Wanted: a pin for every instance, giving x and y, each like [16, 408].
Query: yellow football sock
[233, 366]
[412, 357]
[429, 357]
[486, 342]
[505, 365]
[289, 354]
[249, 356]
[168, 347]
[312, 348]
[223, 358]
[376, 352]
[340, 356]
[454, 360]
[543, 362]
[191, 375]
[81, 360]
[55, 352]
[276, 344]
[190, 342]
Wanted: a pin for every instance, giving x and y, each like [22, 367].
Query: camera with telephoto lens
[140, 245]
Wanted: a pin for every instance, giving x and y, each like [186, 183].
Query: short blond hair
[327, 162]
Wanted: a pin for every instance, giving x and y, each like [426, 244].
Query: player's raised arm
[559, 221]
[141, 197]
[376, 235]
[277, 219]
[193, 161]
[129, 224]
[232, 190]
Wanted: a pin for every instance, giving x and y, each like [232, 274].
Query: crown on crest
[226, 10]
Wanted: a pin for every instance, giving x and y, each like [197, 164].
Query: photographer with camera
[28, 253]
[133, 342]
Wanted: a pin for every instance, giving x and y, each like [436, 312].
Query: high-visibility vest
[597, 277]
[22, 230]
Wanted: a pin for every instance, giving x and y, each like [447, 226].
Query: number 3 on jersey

Problem |
Repeat exactly, and only, the lines from the line containing "Query: photographer with camera" through the last line of the records above, both included.

Response to the task |
Query: photographer with camera
[28, 253]
[133, 342]
Wanted: a pin for every instance, giving x and y, each like [436, 312].
Query: high-visibility vest
[597, 277]
[22, 230]
Wanted: a pin for every instance, giving x and y, each like [447, 226].
Query: number 3 on jersey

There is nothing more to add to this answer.